Aşağıdaki verilerde "trace" dizesini içeren bütün satırları bir araya topla.

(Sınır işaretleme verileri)
• • • •

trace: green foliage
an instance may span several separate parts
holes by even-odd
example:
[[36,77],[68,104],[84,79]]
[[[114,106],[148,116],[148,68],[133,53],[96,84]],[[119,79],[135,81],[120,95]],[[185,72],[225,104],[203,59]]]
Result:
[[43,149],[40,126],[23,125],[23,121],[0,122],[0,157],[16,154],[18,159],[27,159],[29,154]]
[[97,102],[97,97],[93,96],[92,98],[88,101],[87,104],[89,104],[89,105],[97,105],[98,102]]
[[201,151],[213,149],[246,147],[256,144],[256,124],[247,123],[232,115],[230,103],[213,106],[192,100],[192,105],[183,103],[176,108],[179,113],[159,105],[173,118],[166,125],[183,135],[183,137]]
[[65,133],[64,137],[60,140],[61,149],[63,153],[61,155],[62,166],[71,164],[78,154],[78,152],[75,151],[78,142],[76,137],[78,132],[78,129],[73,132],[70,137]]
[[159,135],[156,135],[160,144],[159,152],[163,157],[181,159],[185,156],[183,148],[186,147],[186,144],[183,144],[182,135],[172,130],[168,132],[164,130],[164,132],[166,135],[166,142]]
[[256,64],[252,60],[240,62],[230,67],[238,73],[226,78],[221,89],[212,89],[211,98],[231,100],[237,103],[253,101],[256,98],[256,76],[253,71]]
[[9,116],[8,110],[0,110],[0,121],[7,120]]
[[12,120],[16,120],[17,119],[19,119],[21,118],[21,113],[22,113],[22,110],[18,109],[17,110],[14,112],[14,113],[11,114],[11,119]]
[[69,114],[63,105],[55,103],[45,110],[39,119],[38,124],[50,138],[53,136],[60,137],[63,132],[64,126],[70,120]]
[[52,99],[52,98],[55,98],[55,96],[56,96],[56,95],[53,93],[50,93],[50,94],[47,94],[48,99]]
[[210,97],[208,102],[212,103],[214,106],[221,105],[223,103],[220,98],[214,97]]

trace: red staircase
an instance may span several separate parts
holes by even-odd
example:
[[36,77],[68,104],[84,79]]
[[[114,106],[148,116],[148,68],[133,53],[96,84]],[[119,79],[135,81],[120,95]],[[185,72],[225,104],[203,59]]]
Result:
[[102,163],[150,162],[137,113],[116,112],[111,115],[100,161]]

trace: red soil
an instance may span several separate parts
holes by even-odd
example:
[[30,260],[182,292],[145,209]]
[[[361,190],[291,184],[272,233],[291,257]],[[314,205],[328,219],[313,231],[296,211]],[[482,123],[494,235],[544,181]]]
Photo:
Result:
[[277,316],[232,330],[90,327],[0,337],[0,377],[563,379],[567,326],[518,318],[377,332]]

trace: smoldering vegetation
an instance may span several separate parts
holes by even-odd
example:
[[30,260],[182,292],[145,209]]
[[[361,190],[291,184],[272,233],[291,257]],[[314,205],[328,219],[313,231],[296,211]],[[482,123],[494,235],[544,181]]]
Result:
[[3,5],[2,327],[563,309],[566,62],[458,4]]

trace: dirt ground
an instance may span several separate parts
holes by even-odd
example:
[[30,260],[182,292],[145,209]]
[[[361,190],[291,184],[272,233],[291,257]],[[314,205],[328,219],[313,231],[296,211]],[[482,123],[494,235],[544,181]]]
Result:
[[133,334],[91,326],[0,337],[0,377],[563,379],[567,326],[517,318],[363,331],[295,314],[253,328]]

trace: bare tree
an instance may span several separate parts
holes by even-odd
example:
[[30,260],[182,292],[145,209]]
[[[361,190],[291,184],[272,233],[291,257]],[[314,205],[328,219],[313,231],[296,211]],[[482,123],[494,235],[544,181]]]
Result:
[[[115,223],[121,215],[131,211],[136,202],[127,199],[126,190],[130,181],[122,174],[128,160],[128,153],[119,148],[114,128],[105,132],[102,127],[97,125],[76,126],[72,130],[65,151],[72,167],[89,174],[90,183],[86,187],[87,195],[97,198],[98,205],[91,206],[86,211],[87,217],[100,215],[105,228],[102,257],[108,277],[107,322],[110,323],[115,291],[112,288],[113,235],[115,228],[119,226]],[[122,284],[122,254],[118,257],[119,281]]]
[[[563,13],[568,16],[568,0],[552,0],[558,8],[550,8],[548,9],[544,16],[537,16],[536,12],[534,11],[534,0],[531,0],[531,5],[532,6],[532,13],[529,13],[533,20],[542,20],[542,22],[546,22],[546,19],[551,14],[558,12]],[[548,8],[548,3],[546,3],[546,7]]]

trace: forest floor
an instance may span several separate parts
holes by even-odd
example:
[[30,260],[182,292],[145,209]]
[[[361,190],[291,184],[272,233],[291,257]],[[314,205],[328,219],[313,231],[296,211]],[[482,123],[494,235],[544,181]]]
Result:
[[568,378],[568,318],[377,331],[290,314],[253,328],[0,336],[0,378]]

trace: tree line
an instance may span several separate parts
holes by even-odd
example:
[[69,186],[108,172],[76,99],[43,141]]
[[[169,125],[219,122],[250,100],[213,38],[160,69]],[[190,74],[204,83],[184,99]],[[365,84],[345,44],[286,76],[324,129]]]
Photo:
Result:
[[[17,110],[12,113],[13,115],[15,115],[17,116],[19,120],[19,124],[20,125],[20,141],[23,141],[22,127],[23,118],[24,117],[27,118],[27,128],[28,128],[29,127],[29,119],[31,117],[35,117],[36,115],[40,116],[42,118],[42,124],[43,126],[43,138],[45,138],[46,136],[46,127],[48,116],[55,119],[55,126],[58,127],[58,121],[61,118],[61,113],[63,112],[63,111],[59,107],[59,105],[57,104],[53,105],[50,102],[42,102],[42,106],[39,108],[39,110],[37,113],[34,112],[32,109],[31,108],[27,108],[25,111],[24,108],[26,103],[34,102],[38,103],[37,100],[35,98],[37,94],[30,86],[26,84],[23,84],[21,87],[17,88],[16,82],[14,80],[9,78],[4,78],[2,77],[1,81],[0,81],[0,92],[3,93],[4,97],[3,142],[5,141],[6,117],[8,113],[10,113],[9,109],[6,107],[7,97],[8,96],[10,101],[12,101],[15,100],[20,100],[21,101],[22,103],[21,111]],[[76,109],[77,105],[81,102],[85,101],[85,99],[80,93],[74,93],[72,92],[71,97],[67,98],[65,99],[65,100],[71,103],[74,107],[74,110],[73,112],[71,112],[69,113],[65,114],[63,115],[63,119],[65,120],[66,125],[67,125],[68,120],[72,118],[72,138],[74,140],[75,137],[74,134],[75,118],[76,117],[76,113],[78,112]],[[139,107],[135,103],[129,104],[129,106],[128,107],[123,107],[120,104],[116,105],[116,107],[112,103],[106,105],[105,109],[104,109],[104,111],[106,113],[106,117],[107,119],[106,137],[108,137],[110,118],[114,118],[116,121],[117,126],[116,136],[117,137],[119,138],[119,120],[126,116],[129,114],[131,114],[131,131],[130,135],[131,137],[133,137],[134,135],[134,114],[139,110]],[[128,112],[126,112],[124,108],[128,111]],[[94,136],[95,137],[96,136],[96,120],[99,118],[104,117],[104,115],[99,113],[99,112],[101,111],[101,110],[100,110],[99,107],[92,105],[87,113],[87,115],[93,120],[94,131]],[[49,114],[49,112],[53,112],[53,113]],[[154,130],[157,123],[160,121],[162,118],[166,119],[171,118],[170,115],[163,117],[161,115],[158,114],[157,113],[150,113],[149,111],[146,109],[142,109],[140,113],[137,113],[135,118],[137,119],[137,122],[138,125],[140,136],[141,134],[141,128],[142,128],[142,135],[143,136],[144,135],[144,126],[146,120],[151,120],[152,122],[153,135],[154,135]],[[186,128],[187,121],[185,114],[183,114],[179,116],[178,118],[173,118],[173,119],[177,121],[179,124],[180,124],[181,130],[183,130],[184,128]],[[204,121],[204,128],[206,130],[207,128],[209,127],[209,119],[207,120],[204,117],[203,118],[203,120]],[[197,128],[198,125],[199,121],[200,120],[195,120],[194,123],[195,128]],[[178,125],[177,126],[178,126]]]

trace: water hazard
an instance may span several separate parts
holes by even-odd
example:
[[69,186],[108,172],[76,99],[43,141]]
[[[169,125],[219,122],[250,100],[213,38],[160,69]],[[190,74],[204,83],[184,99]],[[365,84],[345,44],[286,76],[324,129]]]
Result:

• • • •

▸ **Çözüm**:
trace: green foliage
trace: red staircase
trace: red soil
trace: smoldering vegetation
trace: dirt ground
trace: bare tree
trace: forest floor
trace: tree line
trace: water hazard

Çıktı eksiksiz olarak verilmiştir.